Report the count of lines below that include "railing", without any other text.

(SUPPLIED DATA begins)

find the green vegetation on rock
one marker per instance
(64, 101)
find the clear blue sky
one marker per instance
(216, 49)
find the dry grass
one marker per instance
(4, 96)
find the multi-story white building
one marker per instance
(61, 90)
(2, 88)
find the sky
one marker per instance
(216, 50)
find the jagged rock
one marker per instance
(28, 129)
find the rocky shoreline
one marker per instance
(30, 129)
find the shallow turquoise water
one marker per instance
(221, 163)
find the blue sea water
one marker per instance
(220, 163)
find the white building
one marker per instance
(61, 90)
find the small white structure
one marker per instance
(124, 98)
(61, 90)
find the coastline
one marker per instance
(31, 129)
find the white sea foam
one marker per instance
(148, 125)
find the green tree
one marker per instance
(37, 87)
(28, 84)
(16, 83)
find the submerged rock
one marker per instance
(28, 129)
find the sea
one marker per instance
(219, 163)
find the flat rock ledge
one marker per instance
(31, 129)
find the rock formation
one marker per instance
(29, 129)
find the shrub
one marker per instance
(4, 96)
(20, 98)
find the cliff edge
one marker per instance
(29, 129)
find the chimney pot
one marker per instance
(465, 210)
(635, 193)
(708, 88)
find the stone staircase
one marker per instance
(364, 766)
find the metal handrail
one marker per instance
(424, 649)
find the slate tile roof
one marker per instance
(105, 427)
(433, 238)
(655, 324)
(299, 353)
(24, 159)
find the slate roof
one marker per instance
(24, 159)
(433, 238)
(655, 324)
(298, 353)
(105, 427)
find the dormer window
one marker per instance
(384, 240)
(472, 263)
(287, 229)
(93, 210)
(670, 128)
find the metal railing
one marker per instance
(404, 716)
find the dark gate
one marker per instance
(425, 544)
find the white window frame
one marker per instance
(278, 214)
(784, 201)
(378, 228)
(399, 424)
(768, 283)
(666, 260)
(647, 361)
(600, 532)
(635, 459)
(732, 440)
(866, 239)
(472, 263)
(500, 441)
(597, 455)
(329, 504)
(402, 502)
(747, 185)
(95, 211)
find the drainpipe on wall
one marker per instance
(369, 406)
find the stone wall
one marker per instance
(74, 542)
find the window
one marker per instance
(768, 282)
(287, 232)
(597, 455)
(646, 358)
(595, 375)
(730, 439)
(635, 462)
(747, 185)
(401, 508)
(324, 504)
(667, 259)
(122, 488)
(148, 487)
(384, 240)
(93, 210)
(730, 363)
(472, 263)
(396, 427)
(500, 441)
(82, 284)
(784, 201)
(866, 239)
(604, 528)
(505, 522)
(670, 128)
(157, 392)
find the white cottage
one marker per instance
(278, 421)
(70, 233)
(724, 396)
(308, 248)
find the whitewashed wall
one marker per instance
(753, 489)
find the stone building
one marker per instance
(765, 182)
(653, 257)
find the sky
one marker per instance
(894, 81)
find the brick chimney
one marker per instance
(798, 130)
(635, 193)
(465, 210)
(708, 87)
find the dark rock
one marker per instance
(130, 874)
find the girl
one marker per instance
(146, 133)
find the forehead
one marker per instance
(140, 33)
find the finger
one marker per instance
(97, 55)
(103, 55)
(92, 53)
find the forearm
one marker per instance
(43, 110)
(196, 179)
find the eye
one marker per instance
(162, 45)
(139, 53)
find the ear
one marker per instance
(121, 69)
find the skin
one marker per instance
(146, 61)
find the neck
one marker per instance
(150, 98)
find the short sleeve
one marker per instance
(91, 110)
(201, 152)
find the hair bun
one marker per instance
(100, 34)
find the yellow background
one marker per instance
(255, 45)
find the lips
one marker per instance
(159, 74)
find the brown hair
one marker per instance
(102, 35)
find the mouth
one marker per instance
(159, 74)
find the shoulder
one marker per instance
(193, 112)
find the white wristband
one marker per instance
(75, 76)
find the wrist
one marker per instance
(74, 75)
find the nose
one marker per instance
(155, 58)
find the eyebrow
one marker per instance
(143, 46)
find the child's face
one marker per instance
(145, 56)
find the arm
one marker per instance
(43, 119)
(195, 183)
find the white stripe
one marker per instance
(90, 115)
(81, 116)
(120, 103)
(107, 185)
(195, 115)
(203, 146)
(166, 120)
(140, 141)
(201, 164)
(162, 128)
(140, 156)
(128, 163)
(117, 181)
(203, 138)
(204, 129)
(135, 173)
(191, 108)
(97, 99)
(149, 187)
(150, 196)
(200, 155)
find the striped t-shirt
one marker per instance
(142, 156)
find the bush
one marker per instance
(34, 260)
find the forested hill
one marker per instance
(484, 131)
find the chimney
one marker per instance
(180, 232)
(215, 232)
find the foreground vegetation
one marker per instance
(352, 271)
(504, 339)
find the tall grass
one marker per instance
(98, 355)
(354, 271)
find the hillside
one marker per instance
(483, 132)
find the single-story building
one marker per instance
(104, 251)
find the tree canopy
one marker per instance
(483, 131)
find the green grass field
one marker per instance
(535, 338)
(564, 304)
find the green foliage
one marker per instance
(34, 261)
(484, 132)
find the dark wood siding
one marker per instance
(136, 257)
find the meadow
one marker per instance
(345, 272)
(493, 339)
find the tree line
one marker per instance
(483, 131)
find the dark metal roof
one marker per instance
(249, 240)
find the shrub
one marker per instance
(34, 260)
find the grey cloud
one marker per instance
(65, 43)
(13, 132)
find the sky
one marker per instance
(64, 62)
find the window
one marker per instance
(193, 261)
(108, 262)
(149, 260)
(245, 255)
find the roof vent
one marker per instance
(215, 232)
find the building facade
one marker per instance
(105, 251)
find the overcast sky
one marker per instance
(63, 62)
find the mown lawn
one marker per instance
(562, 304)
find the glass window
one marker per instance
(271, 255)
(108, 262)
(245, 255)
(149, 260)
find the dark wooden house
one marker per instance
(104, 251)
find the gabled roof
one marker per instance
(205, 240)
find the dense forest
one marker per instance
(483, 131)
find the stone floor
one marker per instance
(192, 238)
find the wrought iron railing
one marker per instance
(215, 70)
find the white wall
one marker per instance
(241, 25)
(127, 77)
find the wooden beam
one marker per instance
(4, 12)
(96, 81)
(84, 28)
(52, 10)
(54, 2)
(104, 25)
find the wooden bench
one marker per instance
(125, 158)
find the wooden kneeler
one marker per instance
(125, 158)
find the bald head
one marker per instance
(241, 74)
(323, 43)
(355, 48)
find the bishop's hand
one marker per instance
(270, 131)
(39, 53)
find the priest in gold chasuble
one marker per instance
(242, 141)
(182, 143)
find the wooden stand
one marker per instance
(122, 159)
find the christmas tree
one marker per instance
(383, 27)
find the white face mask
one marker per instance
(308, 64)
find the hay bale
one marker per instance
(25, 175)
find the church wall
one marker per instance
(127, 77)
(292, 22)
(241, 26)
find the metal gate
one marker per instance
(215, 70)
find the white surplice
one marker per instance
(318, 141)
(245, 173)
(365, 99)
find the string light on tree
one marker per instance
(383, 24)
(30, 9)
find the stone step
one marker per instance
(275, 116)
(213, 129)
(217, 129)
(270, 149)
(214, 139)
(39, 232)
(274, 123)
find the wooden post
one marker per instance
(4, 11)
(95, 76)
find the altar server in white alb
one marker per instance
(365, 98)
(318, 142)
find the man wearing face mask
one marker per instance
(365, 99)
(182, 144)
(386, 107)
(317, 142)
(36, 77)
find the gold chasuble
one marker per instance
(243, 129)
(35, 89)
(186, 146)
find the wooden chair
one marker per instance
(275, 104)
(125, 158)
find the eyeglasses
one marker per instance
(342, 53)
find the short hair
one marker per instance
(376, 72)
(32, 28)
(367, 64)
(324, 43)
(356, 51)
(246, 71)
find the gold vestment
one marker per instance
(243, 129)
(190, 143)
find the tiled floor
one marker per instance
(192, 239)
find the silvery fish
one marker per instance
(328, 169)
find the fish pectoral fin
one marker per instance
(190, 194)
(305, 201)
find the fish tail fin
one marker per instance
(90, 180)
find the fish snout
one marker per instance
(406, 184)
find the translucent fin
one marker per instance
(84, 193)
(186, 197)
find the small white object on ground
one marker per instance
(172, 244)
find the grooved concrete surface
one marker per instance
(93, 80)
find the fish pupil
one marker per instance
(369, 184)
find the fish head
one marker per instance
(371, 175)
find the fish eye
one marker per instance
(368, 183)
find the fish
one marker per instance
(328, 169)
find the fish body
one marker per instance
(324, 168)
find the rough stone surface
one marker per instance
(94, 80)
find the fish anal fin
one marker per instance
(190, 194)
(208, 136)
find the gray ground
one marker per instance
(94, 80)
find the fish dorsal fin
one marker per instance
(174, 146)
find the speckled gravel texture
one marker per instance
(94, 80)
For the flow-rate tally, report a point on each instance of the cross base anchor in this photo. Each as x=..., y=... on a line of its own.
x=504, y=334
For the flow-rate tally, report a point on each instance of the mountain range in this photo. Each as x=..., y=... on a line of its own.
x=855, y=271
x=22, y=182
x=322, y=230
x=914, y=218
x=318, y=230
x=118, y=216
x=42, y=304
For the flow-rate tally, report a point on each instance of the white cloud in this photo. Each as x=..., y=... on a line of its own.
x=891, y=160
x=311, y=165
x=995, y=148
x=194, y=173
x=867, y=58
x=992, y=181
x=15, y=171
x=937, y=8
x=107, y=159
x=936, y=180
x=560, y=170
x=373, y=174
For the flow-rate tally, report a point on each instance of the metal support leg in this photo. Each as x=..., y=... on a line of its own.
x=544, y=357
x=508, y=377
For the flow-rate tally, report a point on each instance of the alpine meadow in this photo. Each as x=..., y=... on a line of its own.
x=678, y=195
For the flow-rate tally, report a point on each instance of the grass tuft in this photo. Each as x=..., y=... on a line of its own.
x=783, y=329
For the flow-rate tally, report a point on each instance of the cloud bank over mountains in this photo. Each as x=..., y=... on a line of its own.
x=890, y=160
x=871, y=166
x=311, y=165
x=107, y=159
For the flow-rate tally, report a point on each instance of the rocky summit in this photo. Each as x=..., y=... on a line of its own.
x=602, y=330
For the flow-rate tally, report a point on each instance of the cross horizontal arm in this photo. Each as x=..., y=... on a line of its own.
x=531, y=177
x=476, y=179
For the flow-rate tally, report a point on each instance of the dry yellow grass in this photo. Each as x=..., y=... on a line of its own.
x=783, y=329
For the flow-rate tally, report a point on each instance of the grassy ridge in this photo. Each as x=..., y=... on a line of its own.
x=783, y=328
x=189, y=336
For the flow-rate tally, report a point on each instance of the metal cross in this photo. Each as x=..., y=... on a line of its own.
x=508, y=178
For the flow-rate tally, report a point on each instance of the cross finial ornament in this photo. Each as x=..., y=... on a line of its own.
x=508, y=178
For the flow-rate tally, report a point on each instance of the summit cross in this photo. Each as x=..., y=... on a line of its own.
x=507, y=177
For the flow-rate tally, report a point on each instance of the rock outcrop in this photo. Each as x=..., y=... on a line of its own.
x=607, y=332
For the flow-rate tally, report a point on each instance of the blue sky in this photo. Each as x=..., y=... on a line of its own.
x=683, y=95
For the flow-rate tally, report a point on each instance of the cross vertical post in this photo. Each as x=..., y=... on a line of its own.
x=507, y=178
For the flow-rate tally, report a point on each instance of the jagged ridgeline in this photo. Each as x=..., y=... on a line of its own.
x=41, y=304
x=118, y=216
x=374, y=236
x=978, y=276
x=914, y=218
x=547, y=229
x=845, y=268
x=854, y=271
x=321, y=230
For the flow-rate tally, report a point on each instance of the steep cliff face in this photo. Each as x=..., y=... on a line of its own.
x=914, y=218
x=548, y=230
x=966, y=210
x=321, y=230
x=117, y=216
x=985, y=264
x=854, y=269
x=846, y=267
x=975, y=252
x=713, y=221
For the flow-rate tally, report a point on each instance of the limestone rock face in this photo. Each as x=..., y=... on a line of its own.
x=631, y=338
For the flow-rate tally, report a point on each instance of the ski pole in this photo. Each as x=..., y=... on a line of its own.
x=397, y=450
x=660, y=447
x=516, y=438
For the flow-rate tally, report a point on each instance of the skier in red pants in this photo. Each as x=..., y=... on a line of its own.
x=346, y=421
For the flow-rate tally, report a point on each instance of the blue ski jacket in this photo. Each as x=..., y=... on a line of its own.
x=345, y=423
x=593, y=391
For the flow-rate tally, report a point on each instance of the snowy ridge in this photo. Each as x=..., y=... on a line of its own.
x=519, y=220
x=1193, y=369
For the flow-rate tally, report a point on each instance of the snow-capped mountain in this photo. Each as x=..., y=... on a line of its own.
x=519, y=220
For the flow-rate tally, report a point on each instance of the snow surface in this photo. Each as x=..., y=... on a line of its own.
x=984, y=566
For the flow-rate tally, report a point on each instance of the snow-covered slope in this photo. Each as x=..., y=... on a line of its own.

(SUPPLIED DATA ends)

◆ FINISHED TASK
2